▶ _SUPPLIED RECORDS_:
--------

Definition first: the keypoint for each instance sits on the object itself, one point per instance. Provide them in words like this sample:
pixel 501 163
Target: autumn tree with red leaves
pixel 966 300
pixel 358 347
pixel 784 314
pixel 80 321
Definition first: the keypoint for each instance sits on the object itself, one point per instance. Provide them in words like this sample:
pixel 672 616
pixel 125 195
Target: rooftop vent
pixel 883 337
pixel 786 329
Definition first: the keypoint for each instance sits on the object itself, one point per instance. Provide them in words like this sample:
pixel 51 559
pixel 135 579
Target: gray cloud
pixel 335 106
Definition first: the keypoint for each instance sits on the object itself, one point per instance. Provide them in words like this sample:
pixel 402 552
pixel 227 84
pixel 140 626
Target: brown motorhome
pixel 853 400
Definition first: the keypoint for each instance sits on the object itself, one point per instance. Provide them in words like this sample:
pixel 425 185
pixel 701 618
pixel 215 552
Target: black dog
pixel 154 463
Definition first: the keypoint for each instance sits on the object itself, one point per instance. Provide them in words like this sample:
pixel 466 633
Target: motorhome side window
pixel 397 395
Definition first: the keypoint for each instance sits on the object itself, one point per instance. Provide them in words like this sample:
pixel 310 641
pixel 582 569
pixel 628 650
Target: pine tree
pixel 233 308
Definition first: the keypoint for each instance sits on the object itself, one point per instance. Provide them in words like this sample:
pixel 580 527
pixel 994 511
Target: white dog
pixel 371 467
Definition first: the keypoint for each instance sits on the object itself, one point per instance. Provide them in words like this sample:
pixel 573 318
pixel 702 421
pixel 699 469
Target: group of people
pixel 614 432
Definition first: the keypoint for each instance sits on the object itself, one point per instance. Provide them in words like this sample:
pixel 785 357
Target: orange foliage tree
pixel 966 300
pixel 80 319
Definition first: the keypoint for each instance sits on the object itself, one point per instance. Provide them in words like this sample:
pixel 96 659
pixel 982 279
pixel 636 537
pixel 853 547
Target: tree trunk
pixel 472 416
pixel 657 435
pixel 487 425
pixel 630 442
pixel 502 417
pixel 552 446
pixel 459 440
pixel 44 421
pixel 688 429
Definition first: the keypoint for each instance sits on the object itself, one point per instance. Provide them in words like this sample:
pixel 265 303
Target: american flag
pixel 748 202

--------

▶ _YOUR OBJECTIVE_:
Rewrite all of the lines above, substituting "camper van" for every "motorhome" and leaving everything else unchanged.

▶ _ANSWER TO THE PROBLEM_:
Definition first: the keypoint for each instance sits on the object itself, one point per instance. Provide them in words like this sample:
pixel 501 163
Target: autumn tree with red leaves
pixel 966 300
pixel 358 347
pixel 784 314
pixel 80 321
Definition first: the keypoint for each instance sits on the object itself, one point per instance. Provide them in words like this sample:
pixel 672 616
pixel 125 195
Target: rooftop vent
pixel 883 337
pixel 786 329
Definition first: the keypoint for each instance sits on the object itself, one point per instance. Provide them in words like this sample:
pixel 51 559
pixel 135 579
Target: gray cloud
pixel 335 106
Definition first: the keypoint for each instance sits on the object itself, one point per instance. Provide them in words like this sample:
pixel 402 552
pixel 227 84
pixel 140 626
Target: brown camper van
pixel 853 400
Definition first: the keypoint for each instance sits on the object itself, one point per instance. Provide them in words like this sample:
pixel 425 185
pixel 701 618
pixel 215 552
Target: black dog
pixel 154 463
Definition first: the keypoint for each instance sits on the object itself, one point per instance. Provide them in words like this sample:
pixel 466 633
Target: camper van side window
pixel 397 395
Definition first: the keypoint for each instance sits on the object itself, one point per instance. Provide them in words like this sample:
pixel 310 641
pixel 582 569
pixel 628 650
Target: pine tree
pixel 233 308
Definition first: the keypoint for each instance sits on the object itself, one point per instance. Provide them in words like this sample:
pixel 580 527
pixel 994 511
Target: white dog
pixel 371 467
Definition first: the keypoint for each instance sits on the object itself, one point per instance. Provide them in words like this sample:
pixel 573 318
pixel 702 421
pixel 699 469
Target: group of people
pixel 614 432
Definition first: the keypoint for each instance sits on the object itself, one point per instance. Provide them in words like this sample:
pixel 785 357
Target: orange foliage tree
pixel 966 300
pixel 80 319
Definition first: the keypoint for each instance sits on the object itself, one point per instance. Provide them in words like this sample:
pixel 96 659
pixel 982 279
pixel 636 537
pixel 853 547
Target: tree trunk
pixel 472 416
pixel 657 435
pixel 487 425
pixel 630 442
pixel 502 417
pixel 552 446
pixel 459 440
pixel 44 421
pixel 688 429
Definition first: the keypoint for each instance sits on the object itself, one point per instance. Provide them in words like this sample:
pixel 265 303
Target: american flag
pixel 748 202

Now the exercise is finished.